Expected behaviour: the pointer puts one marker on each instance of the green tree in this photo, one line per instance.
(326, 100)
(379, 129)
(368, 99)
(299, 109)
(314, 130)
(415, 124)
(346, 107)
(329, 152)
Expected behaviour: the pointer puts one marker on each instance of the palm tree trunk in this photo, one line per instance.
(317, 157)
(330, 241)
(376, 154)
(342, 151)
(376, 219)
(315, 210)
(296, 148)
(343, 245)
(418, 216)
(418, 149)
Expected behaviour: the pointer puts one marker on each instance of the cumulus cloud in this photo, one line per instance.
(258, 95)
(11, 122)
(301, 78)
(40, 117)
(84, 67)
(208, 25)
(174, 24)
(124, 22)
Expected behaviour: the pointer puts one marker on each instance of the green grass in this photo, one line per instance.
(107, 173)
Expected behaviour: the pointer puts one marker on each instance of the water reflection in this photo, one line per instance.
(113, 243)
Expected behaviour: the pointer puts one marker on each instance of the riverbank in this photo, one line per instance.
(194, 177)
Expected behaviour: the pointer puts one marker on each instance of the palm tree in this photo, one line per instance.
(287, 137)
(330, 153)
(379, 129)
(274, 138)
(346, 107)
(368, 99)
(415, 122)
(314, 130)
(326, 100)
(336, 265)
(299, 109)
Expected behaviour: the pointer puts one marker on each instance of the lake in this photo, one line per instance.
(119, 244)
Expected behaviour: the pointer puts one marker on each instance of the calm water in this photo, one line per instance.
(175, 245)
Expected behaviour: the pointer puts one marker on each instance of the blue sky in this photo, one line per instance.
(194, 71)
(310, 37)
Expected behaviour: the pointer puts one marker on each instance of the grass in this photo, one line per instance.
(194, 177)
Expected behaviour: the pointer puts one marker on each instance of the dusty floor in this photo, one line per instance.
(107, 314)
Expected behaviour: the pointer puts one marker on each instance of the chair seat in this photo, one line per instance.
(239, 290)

============================================================

IHRE AUFGABE: Ordnen Sie sämtliche Zeilen der obigen Daten als Markdown-Tabelle mit den Spalten „Nummer“ und „Datenzeile“ an. Jede Zeile erhält eine fortlaufende Nummer, Leerzeilen entfallen.

AUSGABE DER ÜBUNG:
| Nummer | Datenzeile |
|---|---|
| 1 | Expected behaviour: the pointer puts one marker on each instance of the green tree in this photo, one line per instance. |
| 2 | (326, 100) |
| 3 | (379, 129) |
| 4 | (368, 99) |
| 5 | (299, 109) |
| 6 | (314, 130) |
| 7 | (415, 124) |
| 8 | (346, 107) |
| 9 | (329, 152) |
| 10 | Expected behaviour: the pointer puts one marker on each instance of the palm tree trunk in this photo, one line per instance. |
| 11 | (317, 157) |
| 12 | (330, 241) |
| 13 | (376, 154) |
| 14 | (342, 151) |
| 15 | (376, 219) |
| 16 | (315, 210) |
| 17 | (296, 148) |
| 18 | (343, 245) |
| 19 | (418, 216) |
| 20 | (418, 149) |
| 21 | Expected behaviour: the pointer puts one marker on each instance of the cumulus cloud in this photo, one line per instance. |
| 22 | (258, 95) |
| 23 | (11, 122) |
| 24 | (301, 78) |
| 25 | (40, 117) |
| 26 | (84, 67) |
| 27 | (208, 25) |
| 28 | (174, 24) |
| 29 | (124, 22) |
| 30 | Expected behaviour: the pointer puts one marker on each instance of the green grass in this photo, one line per instance. |
| 31 | (107, 173) |
| 32 | Expected behaviour: the pointer puts one marker on each instance of the water reflection in this photo, one line per instance. |
| 33 | (113, 243) |
| 34 | Expected behaviour: the pointer puts one marker on each instance of the riverbank in this photo, one line per instance. |
| 35 | (194, 177) |
| 36 | Expected behaviour: the pointer puts one marker on each instance of the palm tree in this photo, one line per instance. |
| 37 | (287, 137) |
| 38 | (330, 153) |
| 39 | (379, 129) |
| 40 | (274, 138) |
| 41 | (346, 107) |
| 42 | (368, 99) |
| 43 | (415, 122) |
| 44 | (314, 130) |
| 45 | (326, 100) |
| 46 | (336, 265) |
| 47 | (299, 109) |
| 48 | Expected behaviour: the pointer puts one marker on each instance of the lake in this photo, one line per instance. |
| 49 | (119, 244) |
| 50 | Expected behaviour: the pointer puts one marker on each instance of the calm water in this photo, one line per instance. |
| 51 | (175, 245) |
| 52 | Expected behaviour: the pointer puts one marker on each instance of the blue sky in this photo, one line per instance. |
| 53 | (194, 71) |
| 54 | (310, 37) |
| 55 | Expected behaviour: the pointer puts one marker on each instance of the grass in this photo, one line per instance. |
| 56 | (194, 177) |
| 57 | Expected behaviour: the pointer puts one marker on each instance of the dusty floor in this photo, one line per instance. |
| 58 | (107, 314) |
| 59 | Expected behaviour: the pointer puts one marker on each instance of the chair seat in this photo, one line per instance. |
| 60 | (239, 290) |